### AIM OF THE EXERCISE:
Exclude images and print all the records verbatim.

Collected data:
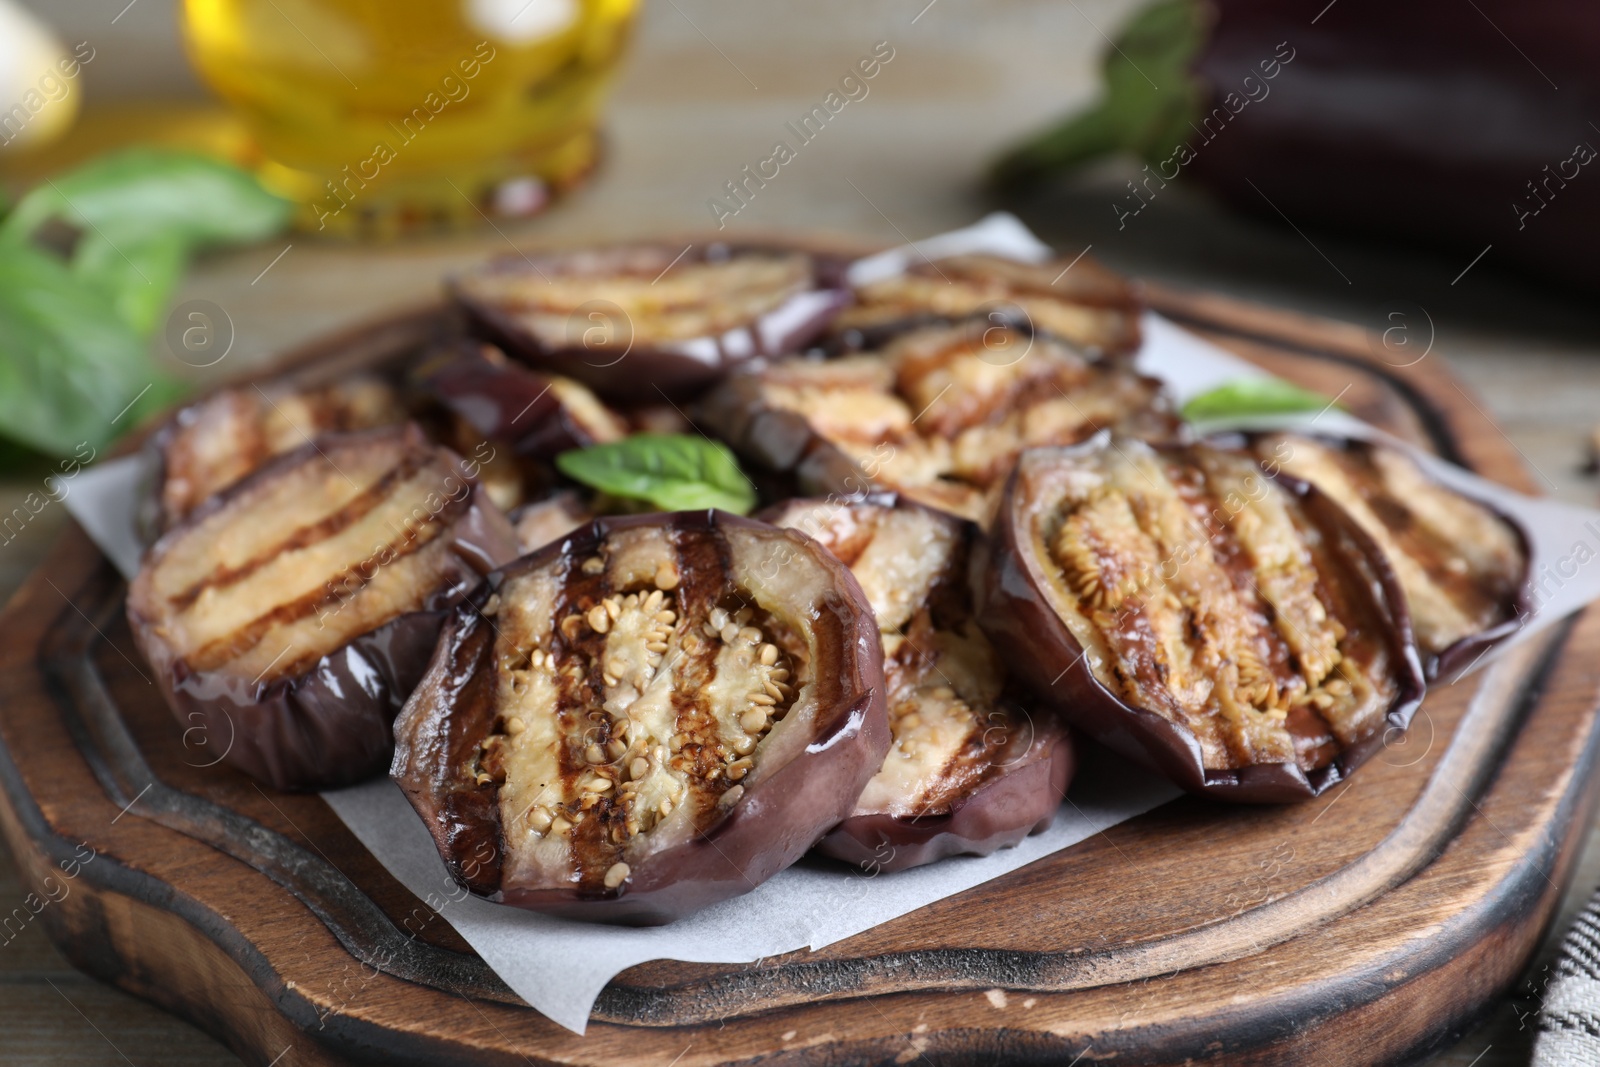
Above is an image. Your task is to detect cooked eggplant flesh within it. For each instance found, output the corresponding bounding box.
[744,321,1174,522]
[474,521,848,895]
[1023,440,1404,773]
[155,375,404,530]
[511,491,594,554]
[835,253,1142,356]
[133,426,489,685]
[767,499,1029,817]
[457,246,816,347]
[1250,434,1526,659]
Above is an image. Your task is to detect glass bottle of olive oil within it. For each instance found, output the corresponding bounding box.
[180,0,638,236]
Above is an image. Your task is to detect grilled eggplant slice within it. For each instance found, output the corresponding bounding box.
[391,511,890,924]
[832,252,1143,357]
[144,374,405,536]
[700,321,1178,525]
[127,424,518,791]
[764,496,1072,872]
[414,343,627,459]
[1243,432,1530,677]
[453,244,849,401]
[979,437,1424,801]
[510,491,594,555]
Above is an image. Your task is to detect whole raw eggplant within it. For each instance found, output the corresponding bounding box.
[994,0,1600,293]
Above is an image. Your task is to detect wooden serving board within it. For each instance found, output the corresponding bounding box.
[1,283,1597,1067]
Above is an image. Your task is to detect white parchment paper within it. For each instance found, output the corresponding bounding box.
[58,214,1600,1034]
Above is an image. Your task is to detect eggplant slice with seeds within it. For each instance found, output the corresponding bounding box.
[143,374,405,537]
[701,320,1178,525]
[764,496,1072,872]
[453,244,849,402]
[979,437,1424,801]
[1242,432,1530,678]
[831,252,1143,357]
[128,424,519,791]
[391,510,889,924]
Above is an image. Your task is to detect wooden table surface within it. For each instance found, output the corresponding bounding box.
[5,1,1600,1063]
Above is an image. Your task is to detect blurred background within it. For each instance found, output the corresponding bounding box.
[1,1,1596,1063]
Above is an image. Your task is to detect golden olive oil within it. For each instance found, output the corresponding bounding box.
[180,0,637,235]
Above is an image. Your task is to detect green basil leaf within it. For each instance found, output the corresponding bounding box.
[0,148,292,251]
[556,434,758,515]
[1181,378,1341,423]
[0,243,176,457]
[991,0,1208,187]
[73,229,190,335]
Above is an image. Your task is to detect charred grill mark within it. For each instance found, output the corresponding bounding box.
[1163,465,1305,708]
[918,701,1024,810]
[136,424,509,685]
[185,527,456,676]
[178,462,468,676]
[820,520,879,569]
[1298,515,1398,742]
[157,377,406,530]
[465,251,813,343]
[1036,442,1398,771]
[922,568,971,637]
[550,540,611,884]
[1273,437,1521,651]
[717,322,1175,524]
[769,500,1020,819]
[395,510,891,919]
[484,519,810,893]
[170,449,439,611]
[241,415,273,480]
[836,254,1143,357]
[439,613,507,895]
[1182,459,1339,700]
[1367,499,1508,620]
[671,523,744,831]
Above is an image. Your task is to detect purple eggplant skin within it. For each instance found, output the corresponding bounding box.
[999,0,1600,293]
[696,366,850,491]
[127,426,520,792]
[390,510,891,925]
[975,443,1426,803]
[412,343,624,460]
[819,724,1075,873]
[451,244,851,403]
[1431,562,1533,682]
[1184,0,1600,294]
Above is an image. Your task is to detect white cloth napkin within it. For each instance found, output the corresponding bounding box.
[1536,892,1600,1066]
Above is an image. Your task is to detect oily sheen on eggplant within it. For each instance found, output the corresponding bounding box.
[978,437,1425,801]
[127,424,519,791]
[830,252,1143,357]
[390,511,890,924]
[764,496,1073,872]
[1240,432,1531,679]
[141,374,405,537]
[413,342,627,460]
[452,243,849,401]
[699,320,1178,525]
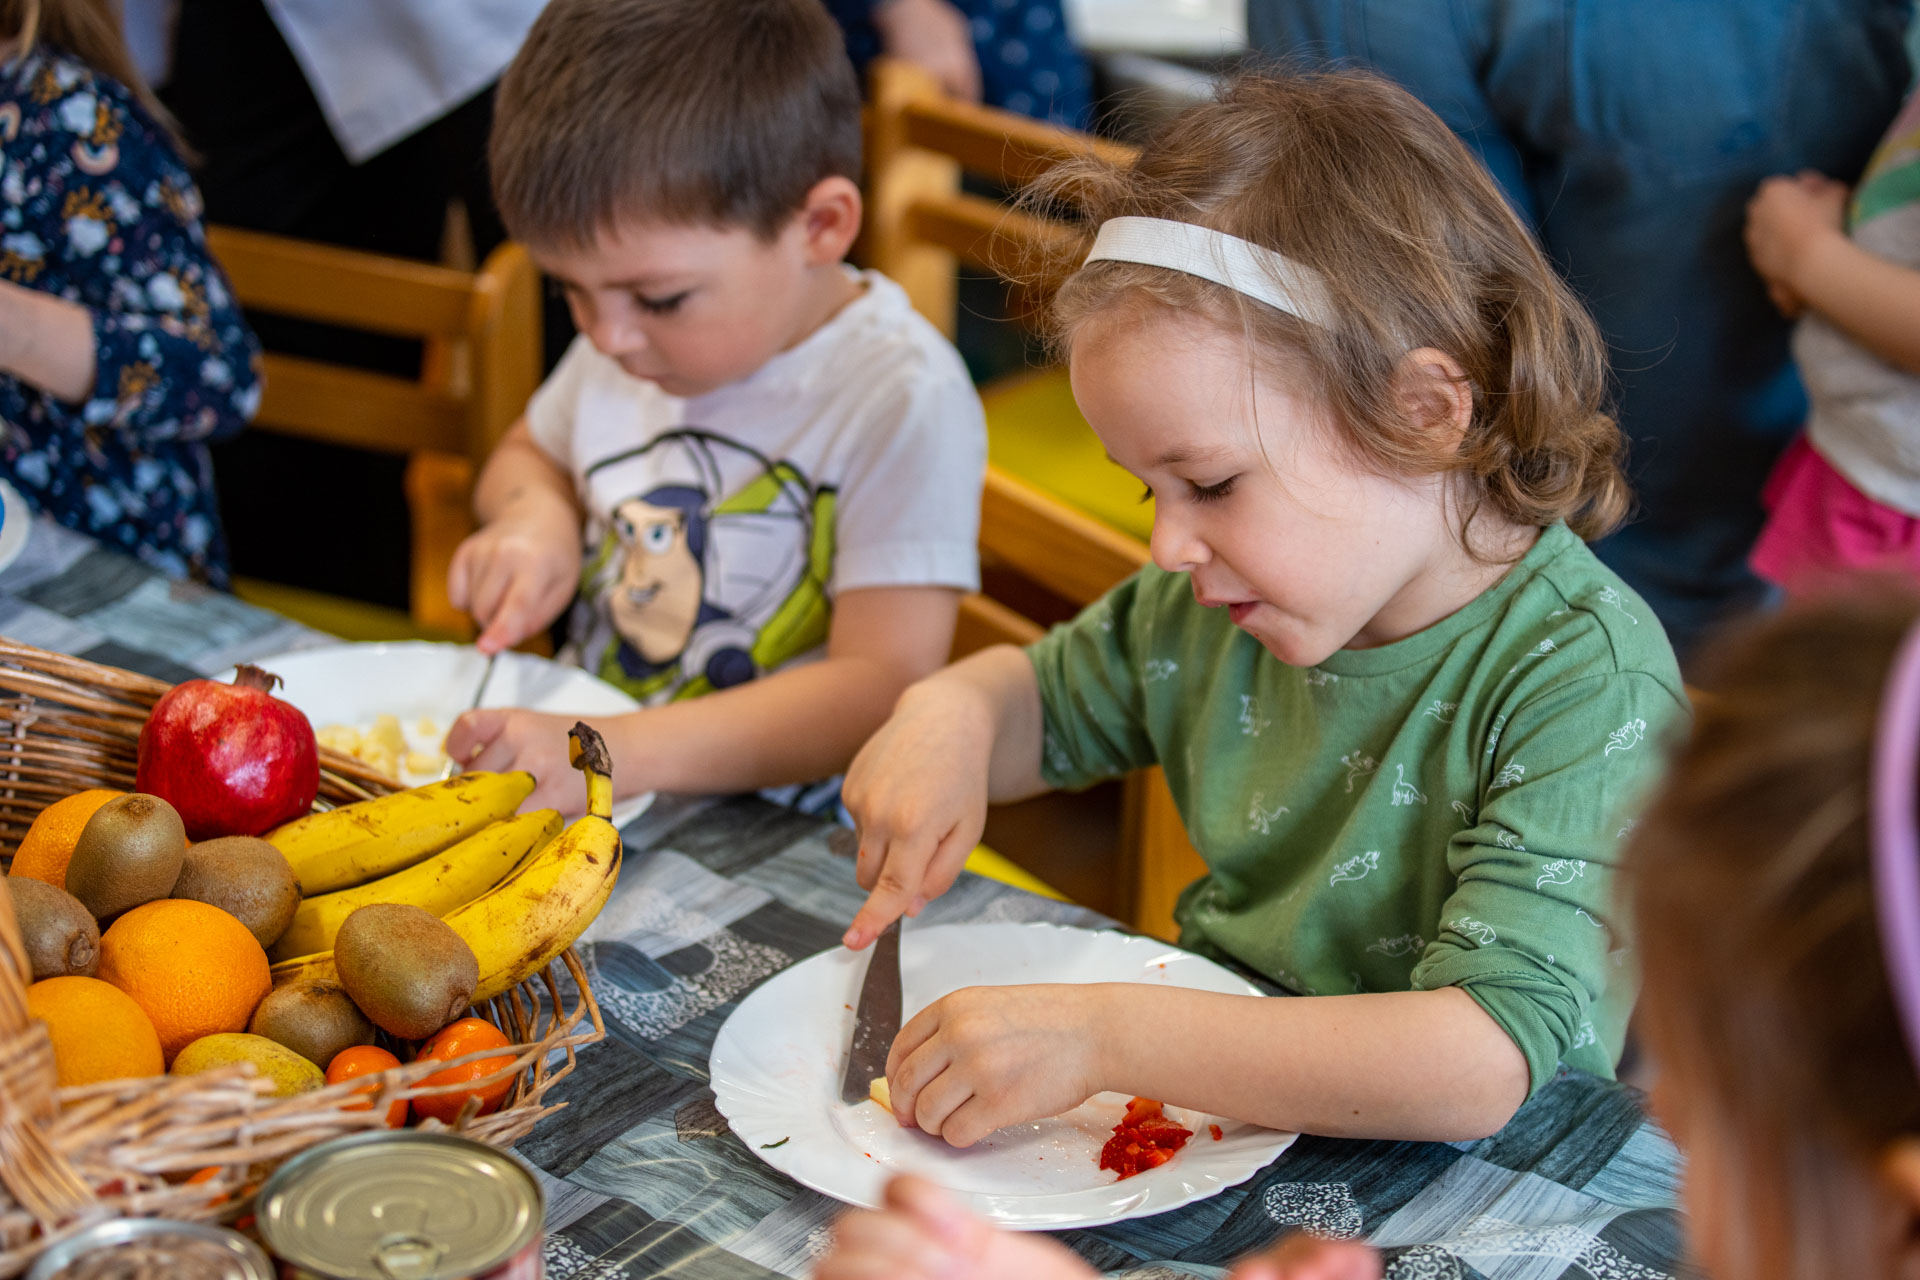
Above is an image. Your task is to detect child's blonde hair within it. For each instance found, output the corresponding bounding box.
[0,0,181,148]
[1629,588,1920,1280]
[1027,69,1627,547]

### YOUR RESPONSE:
Above is an image. Your task is to detect cooked eggplant flesh within it. For each instance found, output the corresponding bounding box.
[744,321,1174,522]
[474,521,848,895]
[1023,440,1404,773]
[155,375,404,530]
[511,491,594,554]
[835,253,1142,356]
[133,426,489,685]
[767,499,1029,817]
[457,246,816,347]
[1250,434,1526,659]
Above is an image. Your task is to detect glass bottle of olive oil within it. For each instance found, output the corresponding bounding box.
[180,0,638,236]
Above is an image. Your task is to detect grilled eggplant slice within it. For each instance found, output the corresponding bounding box.
[391,511,890,924]
[832,252,1143,357]
[144,374,405,536]
[700,321,1178,525]
[127,424,518,791]
[764,496,1072,872]
[414,343,627,459]
[1243,432,1530,677]
[453,244,849,401]
[979,437,1424,801]
[510,491,594,555]
Above is an image. Your task is to detect whole raw eggplant within it. For each instance found, output the corresponding bounding box.
[994,0,1600,293]
Above is an image. Your task is to detect wooden serving board within it. For each instance found, output the corresponding bounding box.
[1,283,1597,1067]
Above is an image. Your task is to detect white parchment paper within it. For each instance found, output the corresponding bounding box.
[58,214,1600,1034]
Above is an image. Your task is to detect eggplant slice with seeds within it. For each instance found, output the corresponding bounding box.
[143,374,405,537]
[701,320,1178,525]
[764,496,1072,872]
[453,244,849,402]
[979,437,1424,801]
[1242,432,1530,678]
[831,252,1143,357]
[128,424,519,791]
[391,510,889,924]
Above is an image. Your task is to detect wooden table surface within it. For each instance found, output the corresponding bounding box.
[5,1,1600,1063]
Above is an image. Your task is to detect blurred background within it. For each instance found, output the corresponding bounding box.
[1,1,1596,1063]
Above is an image. Your task is to detect golden olive oil within it. For each instance found, output the corresponding bounding box.
[180,0,637,235]
Above is an image. Your task is to detect green basil leaf within it. For each instance found, output the corresponding bounding box.
[0,148,292,251]
[556,434,758,515]
[1181,378,1341,423]
[0,243,176,457]
[991,0,1208,187]
[73,229,190,335]
Above is an image. Your task is to detect charred grill mark within it. For each instance found, output the corresponding bounding box.
[1163,465,1305,708]
[918,701,1024,810]
[136,424,509,685]
[185,527,456,676]
[178,462,468,676]
[820,520,879,569]
[1298,515,1398,742]
[157,377,406,530]
[465,251,813,343]
[1036,442,1398,771]
[922,568,971,637]
[550,540,611,884]
[1273,437,1521,651]
[717,322,1175,524]
[769,500,1020,819]
[395,510,891,919]
[484,519,810,893]
[170,449,439,611]
[241,415,273,480]
[836,254,1143,357]
[439,613,507,895]
[1182,459,1339,700]
[1367,499,1508,620]
[671,523,744,831]
Above is an image. Your task is to detect purple eggplant skin within it. For each instance found, output the corresponding bounding box.
[999,0,1600,293]
[696,366,850,491]
[127,426,520,792]
[390,510,891,925]
[975,443,1426,803]
[412,343,624,460]
[819,724,1075,873]
[451,244,851,403]
[1431,562,1533,682]
[1184,0,1600,294]
Above is an image. Your task is to detect white cloth napkin within it. For each instance found, output the corresponding bounding box.
[1536,892,1600,1066]
Above is an image. Your task is to detect oily sheen on eggplant within it. For each instance found, output the corresponding bounding box.
[978,437,1425,801]
[127,424,519,791]
[830,252,1143,357]
[390,511,890,924]
[764,496,1073,872]
[1240,432,1531,679]
[141,374,405,537]
[413,342,627,460]
[452,243,849,401]
[699,320,1178,525]
Above is an image. Your task is to detect child's blonde hair within it. For each instance found, output the corresponding bounding box.
[0,0,181,148]
[1629,588,1920,1280]
[1027,69,1627,547]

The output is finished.